### TEXTAUSZUG
########

Inhalt und Umfang der Vertretungsbefugnis richten sich nach den Bestimmungen der Vollmacht; hierüber auftauchende Zweifel sind nach den Vorschriften des bürgerlichen Rechts zu beurteilen (§ 10 Abs 2 AVG).

 

Auch die Frage des Erlöschens der Vertretungsbefugnis ist nach den Vorschriften des bürgerlichen Rechts zu beurteilen. Das Vollmachtsverhältnis kann durch übereinstimmende oder einseitige Willenserklärung, nämlich Widerruf des Machtgebers oder Kündigung des Machthabers beendet werden (näher Hengstschläger/Leeb, AVG § 10 Rz 25 f). Da die Vollmacht ein besonderes Vertrauensverhältnis zwischen Machtgeber und Machthaber voraussetzt, kann sie jederzeit durch einseitige Willenserklärung aufgehoben werden (vgl Koziol/Welser, Bürgerliches Recht13 I [2006], 210). Gemäß § 1020 ABGB steht es vor allem dem Machtgeber frei, die Vollmacht nach Belieben zu widerrufen. Widerruft eine Partei dem Rechtsanwalt das Mandat bzw die Vollmacht, so besteht gemäß dem § 11 Abs 3 RAO auch keine Pflicht zur Weitervertretung iSd § 11 Abs 2 RAO (vgl VwGH 5.5.2003, Zl. 2000/10/0137).

########

### BEREITGESTELLTES MATERIAL
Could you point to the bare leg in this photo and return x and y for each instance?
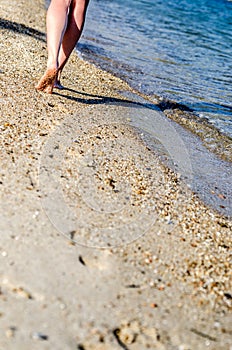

########

### ZU ERLEDIGENDE AUFGABEN
1. Prüfen Sie anhand des Textauszugs zur Vollmacht, ob die folgenden Aussagen zutreffen. Antworten Sie jeweils mit Ja oder Nein und zitieren Sie die entscheidenden Worte wörtlich.
(a) Zweifel über den Umfang der Vertretungsbefugnis werden nach bürgerlichem Recht beurteilt.
(b) Das Vollmachtsverhältnis kann nur durch übereinstimmende Willenserklärung beendet werden.
(c) Nach dem Widerruf der Vollmacht ist der Rechtsanwalt zur Weitervertretung verpflichtet.
2. Fassen Sie den Absatz des Textauszugs zur Vollmacht, der mit „Auch die Frage des Erlöschens“ beginnt, als Stichpunktliste zusammen, ohne seine wesentlichen Aussagen zu verlieren.
3. Setzen Sie den Textauszug zur Vollmacht im Anschluss an seinen letzten Satz fort.

### ERGEBNISSE
1.
(a) Ja: „hierüber auftauchende Zweifel sind nach den Vorschriften des bürgerlichen Rechts zu beurteilen“
(b) Nein: „durch übereinstimmende oder einseitige Willenserklärung, nämlich Widerruf des Machtgebers oder Kündigung des Machthabers beendet werden“
(c) Nein: „so besteht gemäß dem § 11 Abs 3 RAO auch keine Pflicht zur Weitervertretung iSd § 11 Abs 2 RAO“

2.
- Das Erlöschen der Vertretungsbefugnis wird nach bürgerlichem Recht beurteilt.
- Das Vollmachtsverhältnis endet durch übereinstimmende oder einseitige Willenserklärung, also durch Widerruf des Machtgebers oder Kündigung des Machthabers.
- Weil die Vollmacht ein besonderes Vertrauensverhältnis voraussetzt, kann sie jederzeit einseitig aufgehoben werden.
- Nach § 1020 ABGB darf vor allem der Machtgeber die Vollmacht nach Belieben widerrufen.
- Widerruft eine Partei dem Rechtsanwalt Mandat bzw. Vollmacht, besteht nach § 11 Abs 3 RAO keine Pflicht zur Weitervertretung im Sinne des § 11 Abs 2 RAO.

3.
Nach ständiger Judikatur des Verwaltungsgerichtshofs muss zur Außenwirksamkeit der Auflösung des Vollmachtsverhältnisses eine entsprechende Mitteilung gegenüber der Behörde erfolgen (Nachw bei Hauer/Leukauf, Handbuch des österreichischen Verwaltungsverfahrens6 [2004] E 66a ff; Hengstschläger/Leeb, AVG § 10 Rz 26).

 

4.2. Herr K konnte demnach am 13. August 2008 durch einseitige Erklärung gegenüber einem Bediensteten der BH Gmunden in den zu diesem Zeitpunkt noch anhängigen Verfahren seinem bisherigen Rechtsvertreter das Mandat entziehen und die Vollmacht außenwirksam widerrufen. Er gab auch seine Disposition bekannt, für die Zukunft einen anderen Vertreter, nämlich Herrn M H, bestellen zu wollen. Seinen damals auf Urlaub befindlichen Rechtsvertreter Rechtsanwalt Dr. M L hat er zwar nicht mehr extra verständigt, mit dem Urlaubsvertreter und Substituten Dr. M H wollte er aber zur Vorbereitung des Rechtsmittels nicht einmal sprechen, sodass er offenbar auch im Innenverhältnis die Bevollmächtigung schlüssig widerrief.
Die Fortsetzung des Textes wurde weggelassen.